== YOUR GOAL ==
Copy the lines verbatim, beginning with the line that contains "of the floral" and continuing through the end of the data, and only those lines.

== RECORDS TO PROCESS ==
------------------------------------------------------------------------
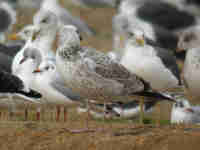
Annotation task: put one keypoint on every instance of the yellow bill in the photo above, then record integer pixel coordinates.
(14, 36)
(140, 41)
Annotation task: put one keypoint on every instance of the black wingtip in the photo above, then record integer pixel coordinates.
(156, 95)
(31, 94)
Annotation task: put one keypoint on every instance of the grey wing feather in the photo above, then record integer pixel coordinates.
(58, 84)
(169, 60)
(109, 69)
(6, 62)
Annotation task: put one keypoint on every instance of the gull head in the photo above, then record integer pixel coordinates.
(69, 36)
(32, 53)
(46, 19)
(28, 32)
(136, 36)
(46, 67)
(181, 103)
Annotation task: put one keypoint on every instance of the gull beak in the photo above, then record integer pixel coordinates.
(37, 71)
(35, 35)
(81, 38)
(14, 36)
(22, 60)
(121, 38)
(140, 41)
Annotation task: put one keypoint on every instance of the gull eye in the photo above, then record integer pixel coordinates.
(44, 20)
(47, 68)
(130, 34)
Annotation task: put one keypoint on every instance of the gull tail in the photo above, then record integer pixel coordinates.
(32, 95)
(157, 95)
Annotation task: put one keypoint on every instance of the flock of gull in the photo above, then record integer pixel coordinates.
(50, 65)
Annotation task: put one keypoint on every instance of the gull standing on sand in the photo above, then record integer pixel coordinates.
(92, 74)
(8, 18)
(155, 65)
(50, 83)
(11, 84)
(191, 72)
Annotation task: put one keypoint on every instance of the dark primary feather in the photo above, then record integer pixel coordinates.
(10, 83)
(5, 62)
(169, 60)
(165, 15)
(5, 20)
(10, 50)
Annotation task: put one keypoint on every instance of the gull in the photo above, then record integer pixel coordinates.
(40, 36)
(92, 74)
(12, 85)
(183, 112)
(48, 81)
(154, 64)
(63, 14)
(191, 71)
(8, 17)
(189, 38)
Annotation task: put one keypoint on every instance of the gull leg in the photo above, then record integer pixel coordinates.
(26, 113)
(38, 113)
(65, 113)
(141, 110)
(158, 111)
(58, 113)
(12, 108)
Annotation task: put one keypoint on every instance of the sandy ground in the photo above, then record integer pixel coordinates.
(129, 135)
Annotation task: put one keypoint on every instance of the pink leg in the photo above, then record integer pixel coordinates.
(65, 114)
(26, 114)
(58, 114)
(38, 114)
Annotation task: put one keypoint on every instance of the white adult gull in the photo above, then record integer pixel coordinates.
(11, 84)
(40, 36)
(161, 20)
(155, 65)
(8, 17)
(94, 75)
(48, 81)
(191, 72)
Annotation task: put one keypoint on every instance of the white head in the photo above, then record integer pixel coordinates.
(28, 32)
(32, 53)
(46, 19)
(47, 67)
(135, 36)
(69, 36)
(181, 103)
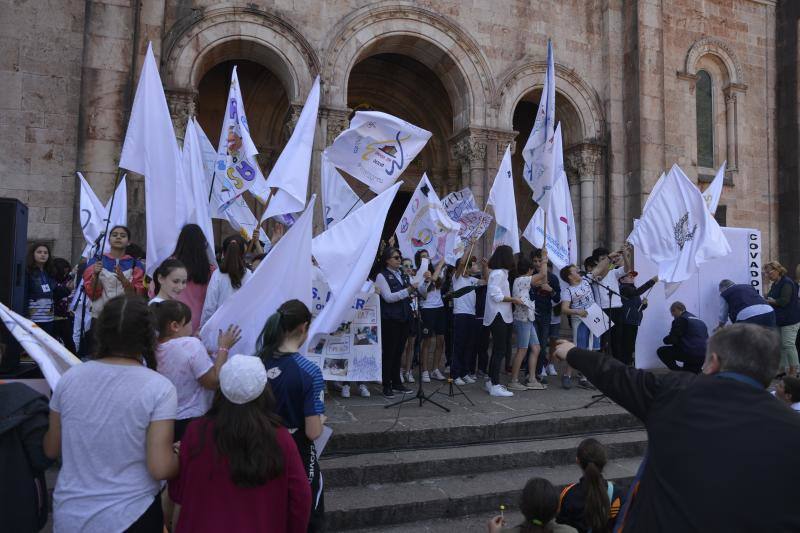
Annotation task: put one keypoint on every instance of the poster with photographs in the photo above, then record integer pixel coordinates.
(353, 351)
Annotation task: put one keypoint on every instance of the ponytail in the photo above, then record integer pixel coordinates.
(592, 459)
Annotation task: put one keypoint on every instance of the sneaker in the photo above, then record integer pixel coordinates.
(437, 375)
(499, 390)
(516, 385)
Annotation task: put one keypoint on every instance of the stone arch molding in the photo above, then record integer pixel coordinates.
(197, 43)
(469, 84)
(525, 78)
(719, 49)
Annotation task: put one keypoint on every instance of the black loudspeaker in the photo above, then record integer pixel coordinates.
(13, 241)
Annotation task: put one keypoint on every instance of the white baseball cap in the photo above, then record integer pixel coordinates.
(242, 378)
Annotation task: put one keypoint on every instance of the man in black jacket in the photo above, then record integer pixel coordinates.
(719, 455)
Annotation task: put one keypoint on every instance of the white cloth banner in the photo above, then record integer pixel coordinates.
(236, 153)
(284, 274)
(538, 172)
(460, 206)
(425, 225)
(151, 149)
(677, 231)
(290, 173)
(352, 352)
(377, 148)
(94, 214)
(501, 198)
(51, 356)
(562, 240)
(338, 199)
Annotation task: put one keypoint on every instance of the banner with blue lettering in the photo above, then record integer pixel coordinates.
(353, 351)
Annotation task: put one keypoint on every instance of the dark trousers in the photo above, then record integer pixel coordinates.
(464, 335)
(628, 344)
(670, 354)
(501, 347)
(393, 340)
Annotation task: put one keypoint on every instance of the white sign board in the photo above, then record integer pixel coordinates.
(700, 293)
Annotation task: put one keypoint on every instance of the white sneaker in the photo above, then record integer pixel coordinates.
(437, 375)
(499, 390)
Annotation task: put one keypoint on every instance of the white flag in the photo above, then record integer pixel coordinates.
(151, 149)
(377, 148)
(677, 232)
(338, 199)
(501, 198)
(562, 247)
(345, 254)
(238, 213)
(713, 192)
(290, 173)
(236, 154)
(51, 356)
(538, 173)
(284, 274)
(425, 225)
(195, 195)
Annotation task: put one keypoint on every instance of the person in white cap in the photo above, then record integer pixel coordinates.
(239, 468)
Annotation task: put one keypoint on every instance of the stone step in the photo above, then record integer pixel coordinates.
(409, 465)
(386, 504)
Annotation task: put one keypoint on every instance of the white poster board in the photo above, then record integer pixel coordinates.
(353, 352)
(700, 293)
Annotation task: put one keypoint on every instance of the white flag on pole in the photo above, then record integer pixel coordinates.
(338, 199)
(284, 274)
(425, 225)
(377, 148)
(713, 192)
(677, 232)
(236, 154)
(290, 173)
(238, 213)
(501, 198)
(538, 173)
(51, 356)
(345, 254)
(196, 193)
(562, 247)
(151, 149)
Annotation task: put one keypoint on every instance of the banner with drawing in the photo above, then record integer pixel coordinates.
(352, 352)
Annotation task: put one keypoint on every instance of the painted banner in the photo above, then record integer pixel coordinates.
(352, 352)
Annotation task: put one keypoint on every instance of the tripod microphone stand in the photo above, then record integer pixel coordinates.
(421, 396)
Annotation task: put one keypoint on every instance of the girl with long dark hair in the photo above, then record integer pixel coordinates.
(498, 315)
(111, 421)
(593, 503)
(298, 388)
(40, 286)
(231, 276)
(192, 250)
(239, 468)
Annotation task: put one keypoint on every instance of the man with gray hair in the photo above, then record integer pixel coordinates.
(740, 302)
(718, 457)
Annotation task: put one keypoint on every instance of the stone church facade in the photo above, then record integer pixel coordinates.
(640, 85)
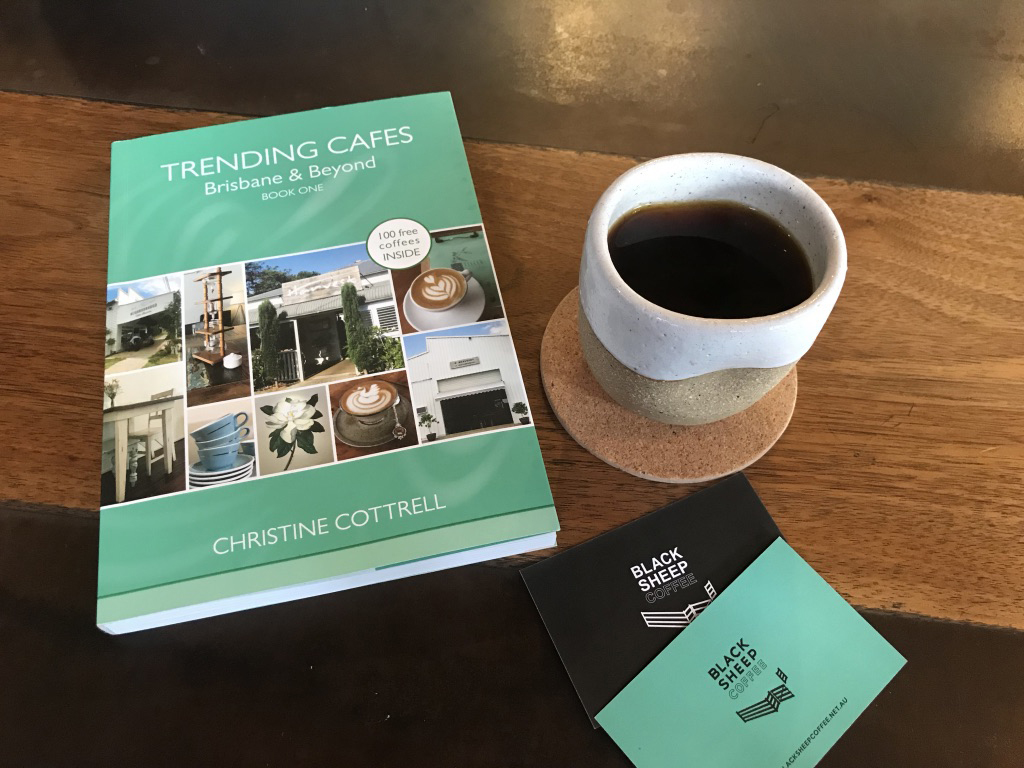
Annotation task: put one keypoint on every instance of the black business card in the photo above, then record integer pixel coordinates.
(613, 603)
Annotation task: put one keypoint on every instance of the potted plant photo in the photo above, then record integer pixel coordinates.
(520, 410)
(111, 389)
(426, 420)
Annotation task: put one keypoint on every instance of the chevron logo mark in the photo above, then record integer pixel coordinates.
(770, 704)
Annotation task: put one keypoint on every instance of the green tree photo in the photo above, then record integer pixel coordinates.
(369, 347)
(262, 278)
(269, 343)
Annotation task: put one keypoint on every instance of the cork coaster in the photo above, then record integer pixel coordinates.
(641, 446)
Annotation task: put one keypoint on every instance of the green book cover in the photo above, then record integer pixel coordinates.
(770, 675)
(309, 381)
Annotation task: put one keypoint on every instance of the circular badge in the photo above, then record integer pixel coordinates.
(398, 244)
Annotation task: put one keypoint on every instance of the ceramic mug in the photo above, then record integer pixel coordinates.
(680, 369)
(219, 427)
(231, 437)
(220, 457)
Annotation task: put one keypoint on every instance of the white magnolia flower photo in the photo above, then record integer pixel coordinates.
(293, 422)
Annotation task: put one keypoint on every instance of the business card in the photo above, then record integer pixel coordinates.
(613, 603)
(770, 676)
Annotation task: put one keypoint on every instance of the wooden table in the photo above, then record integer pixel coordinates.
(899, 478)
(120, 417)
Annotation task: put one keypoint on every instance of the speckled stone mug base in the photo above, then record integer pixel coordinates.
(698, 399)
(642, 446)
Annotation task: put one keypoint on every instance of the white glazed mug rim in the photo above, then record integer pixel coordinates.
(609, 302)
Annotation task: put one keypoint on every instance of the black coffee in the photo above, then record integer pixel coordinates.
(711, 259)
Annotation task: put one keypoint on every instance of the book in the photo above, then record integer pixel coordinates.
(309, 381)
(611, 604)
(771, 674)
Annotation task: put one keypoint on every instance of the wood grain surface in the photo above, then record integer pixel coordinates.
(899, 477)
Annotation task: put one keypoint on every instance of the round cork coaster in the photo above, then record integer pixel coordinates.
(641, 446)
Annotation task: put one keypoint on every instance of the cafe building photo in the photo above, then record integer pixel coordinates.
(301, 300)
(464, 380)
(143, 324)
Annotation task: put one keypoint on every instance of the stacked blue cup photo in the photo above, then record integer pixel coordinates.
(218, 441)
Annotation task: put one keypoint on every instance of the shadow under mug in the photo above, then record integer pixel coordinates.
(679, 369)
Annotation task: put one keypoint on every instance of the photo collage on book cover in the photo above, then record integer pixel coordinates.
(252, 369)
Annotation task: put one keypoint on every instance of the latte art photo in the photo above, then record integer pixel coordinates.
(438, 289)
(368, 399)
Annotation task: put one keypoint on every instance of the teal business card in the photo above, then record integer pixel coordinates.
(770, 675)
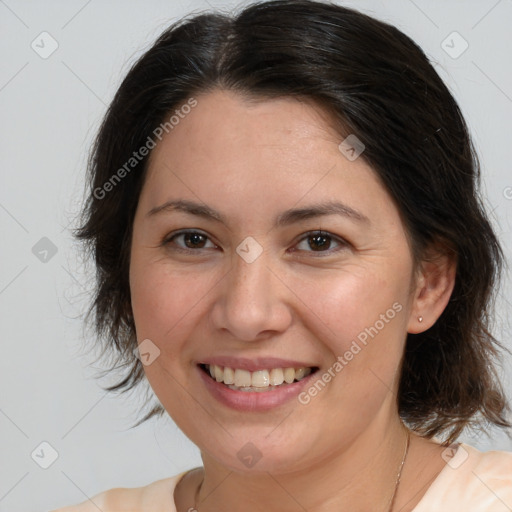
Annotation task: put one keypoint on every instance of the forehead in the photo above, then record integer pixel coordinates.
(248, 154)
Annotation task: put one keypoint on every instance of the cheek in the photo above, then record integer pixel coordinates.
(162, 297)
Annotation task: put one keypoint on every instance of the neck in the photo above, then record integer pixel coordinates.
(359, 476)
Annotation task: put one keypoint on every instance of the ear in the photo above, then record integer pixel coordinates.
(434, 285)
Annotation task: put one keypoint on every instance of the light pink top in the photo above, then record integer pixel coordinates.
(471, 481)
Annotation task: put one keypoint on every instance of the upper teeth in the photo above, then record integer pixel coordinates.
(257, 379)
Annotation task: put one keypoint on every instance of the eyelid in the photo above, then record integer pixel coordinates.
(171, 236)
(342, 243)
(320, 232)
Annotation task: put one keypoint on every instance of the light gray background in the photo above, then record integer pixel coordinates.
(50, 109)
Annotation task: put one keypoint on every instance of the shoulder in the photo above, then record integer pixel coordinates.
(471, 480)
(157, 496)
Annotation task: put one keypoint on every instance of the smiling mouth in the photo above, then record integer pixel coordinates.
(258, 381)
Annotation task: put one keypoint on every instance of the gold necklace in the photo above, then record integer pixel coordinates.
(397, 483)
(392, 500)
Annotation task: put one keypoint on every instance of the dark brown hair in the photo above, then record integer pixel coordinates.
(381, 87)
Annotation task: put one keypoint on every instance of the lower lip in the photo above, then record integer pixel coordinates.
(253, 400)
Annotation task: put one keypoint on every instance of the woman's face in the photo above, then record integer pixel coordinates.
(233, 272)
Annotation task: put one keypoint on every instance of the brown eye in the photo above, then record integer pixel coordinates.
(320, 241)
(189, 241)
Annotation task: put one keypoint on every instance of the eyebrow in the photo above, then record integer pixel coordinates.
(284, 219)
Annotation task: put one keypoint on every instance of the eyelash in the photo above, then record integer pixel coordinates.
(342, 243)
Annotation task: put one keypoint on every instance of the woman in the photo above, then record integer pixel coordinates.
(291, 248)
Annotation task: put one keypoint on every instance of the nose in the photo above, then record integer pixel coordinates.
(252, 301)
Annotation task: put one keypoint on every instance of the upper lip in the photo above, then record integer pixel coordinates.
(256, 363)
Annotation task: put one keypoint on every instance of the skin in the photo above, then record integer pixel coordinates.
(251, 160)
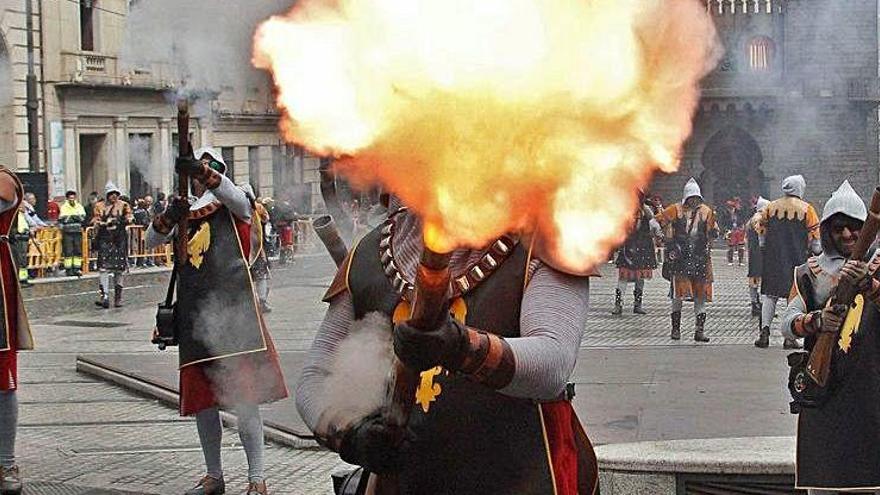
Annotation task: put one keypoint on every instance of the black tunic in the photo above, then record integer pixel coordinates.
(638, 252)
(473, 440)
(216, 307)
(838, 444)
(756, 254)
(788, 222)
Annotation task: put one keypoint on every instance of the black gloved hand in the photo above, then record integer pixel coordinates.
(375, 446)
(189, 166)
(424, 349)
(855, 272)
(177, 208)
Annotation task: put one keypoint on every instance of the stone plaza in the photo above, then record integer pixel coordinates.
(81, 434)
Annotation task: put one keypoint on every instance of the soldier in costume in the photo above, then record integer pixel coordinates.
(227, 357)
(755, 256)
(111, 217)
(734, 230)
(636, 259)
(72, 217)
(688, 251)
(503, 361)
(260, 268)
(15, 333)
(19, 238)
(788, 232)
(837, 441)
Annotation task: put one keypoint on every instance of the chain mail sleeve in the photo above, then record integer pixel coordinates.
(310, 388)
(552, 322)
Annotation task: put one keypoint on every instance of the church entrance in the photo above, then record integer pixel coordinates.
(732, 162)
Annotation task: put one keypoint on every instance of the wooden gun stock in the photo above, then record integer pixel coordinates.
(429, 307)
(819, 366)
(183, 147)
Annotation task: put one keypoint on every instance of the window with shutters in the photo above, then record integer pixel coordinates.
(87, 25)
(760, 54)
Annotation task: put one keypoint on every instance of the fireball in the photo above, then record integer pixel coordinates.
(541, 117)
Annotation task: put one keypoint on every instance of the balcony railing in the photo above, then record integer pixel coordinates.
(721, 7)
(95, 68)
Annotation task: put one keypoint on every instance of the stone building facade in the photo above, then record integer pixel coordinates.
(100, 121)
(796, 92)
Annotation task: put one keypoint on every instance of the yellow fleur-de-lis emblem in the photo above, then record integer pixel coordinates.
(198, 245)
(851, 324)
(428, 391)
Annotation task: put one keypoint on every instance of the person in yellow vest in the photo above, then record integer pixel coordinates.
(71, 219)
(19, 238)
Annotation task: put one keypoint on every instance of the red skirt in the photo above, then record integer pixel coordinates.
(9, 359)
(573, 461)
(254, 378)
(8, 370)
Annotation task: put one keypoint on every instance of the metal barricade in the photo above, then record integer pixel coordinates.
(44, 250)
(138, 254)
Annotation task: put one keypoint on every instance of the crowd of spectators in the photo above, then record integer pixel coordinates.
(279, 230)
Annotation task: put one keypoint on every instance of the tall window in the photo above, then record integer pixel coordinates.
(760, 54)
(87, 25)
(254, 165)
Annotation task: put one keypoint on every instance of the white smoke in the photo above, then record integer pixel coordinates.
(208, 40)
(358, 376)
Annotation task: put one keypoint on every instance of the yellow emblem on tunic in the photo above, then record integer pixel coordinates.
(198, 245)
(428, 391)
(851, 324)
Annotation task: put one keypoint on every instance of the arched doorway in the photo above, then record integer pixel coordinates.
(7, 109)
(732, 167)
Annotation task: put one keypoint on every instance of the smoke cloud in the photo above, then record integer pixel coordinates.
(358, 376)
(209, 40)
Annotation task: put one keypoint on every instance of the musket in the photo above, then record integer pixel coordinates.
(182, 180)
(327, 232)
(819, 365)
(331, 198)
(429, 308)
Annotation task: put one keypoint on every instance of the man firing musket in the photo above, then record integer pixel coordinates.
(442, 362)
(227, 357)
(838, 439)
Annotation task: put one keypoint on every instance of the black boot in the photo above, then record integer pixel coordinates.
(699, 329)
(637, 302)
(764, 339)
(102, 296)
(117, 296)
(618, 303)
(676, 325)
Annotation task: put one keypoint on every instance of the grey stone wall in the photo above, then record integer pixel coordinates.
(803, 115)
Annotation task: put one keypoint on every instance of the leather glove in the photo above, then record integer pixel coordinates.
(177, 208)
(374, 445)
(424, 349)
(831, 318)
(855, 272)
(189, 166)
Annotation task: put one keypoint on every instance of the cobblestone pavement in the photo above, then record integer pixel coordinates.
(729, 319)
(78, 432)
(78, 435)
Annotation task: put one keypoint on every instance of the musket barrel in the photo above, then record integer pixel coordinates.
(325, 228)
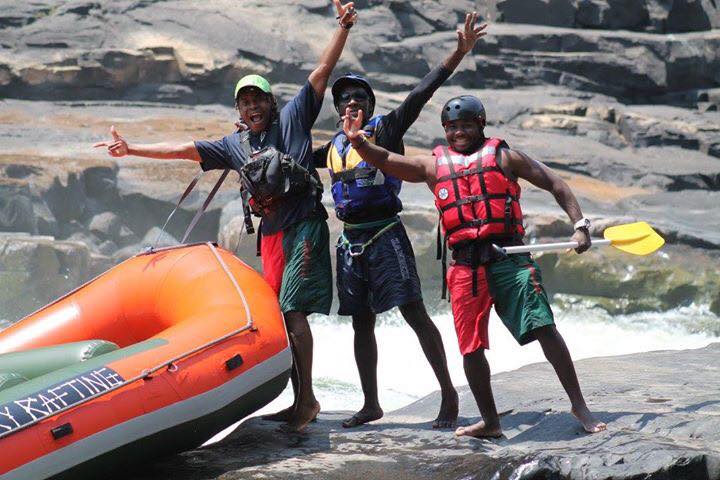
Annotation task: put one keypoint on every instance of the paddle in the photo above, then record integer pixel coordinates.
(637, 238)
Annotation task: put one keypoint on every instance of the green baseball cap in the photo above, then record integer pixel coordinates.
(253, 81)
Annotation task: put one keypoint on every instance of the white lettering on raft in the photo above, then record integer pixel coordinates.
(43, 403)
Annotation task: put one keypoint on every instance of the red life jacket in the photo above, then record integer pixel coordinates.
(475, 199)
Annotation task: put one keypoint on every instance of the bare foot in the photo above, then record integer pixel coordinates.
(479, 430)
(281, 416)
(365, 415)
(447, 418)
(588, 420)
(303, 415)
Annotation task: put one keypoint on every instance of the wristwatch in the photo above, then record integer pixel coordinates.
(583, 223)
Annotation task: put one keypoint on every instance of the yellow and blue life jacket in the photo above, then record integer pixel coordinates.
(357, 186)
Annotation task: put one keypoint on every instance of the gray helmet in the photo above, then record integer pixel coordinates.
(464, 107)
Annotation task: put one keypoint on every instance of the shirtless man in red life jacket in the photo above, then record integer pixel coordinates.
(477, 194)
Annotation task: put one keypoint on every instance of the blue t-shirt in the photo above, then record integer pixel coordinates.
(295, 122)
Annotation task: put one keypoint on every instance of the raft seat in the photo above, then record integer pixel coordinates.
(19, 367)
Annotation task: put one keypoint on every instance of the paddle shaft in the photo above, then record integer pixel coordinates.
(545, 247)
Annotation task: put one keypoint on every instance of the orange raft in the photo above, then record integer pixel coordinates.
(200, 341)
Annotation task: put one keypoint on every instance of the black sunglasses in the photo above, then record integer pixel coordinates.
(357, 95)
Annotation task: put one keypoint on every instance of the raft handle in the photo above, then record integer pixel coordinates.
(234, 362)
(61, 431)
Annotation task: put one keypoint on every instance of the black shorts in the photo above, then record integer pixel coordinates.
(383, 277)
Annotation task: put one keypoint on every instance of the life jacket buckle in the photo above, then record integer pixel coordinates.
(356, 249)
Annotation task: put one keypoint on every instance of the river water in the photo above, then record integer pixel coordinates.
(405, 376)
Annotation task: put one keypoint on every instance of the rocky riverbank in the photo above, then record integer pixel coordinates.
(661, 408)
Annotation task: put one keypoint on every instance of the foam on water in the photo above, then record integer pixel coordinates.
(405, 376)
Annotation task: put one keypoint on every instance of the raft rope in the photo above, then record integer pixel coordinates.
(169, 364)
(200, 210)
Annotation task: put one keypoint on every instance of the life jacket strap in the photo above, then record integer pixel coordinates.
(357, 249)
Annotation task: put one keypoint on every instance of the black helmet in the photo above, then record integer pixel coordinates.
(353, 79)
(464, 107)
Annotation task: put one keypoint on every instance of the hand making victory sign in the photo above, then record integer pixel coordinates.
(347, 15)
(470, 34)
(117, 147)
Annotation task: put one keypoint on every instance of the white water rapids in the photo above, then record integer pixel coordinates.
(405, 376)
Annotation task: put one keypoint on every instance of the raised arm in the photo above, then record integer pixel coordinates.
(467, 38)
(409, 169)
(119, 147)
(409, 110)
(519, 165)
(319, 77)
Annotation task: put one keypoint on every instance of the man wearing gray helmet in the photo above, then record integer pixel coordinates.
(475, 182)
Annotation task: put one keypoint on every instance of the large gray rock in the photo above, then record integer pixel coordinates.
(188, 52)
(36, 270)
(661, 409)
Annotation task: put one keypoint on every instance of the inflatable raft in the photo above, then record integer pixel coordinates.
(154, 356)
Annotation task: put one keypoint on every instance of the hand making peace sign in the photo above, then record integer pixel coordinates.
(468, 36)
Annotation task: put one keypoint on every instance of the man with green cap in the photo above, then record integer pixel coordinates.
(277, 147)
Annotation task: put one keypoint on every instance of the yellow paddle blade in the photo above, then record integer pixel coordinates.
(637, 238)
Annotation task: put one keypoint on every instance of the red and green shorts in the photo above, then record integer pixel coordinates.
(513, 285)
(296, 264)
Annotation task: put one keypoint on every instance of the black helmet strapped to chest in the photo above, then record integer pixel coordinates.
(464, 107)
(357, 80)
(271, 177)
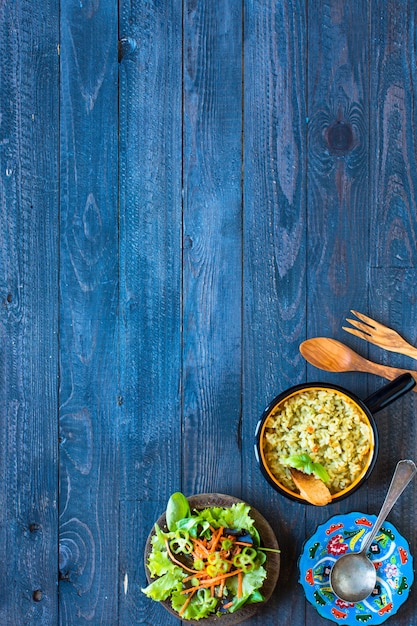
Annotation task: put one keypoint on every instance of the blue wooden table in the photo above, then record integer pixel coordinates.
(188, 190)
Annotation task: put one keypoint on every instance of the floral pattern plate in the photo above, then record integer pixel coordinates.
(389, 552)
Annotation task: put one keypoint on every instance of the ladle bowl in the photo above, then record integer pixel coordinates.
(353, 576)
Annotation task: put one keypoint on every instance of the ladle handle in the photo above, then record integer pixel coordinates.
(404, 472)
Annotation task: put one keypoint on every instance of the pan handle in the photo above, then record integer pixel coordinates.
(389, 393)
------------------------------------------------------------------------
== THE RESULT ==
Annotation task: put one keypoint on every instance of the floral pattern plate in the photo above, then record integer pixel coordinates.
(389, 552)
Annotation task: put one keypoint on every instance of the ladle bowl in the photo above, then record integer pixel coordinates.
(353, 576)
Annotation task: put one keypoint on every instance of the ladle handle in the photo above, then record integer pixel coordinates.
(404, 472)
Annotation task: put one keypoint on every instance of the pan handle in the photo above, then record integer pixel coordinates.
(389, 393)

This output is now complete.